Items:
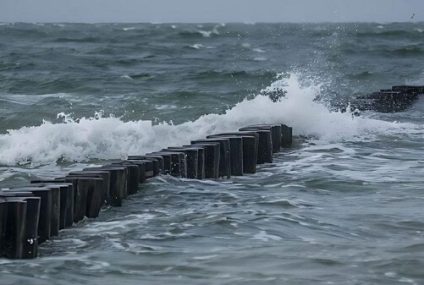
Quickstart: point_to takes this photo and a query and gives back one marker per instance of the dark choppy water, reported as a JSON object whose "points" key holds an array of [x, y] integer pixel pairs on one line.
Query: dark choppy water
{"points": [[344, 206]]}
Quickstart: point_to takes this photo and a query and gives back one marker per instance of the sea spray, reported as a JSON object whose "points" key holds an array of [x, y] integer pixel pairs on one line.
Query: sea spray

Your task: Please pull out every line of text in the listing above, word for word, and omit the picture.

Output:
Quickstart: point_to takes this photo and a query and gives back one marker per instance of the dark choppy water, reported as a JSON object whose "points" key holds an array of [x, y] integer pixel pairs on one line.
Query: dark choppy water
{"points": [[344, 206]]}
Quickstart: point_to takes this photo and a query and gives back one marker per instance of the sea spray, reported as a JSON object whose "points" key holds an array of [x, y] integer pixel pairs on one line.
Query: sea spray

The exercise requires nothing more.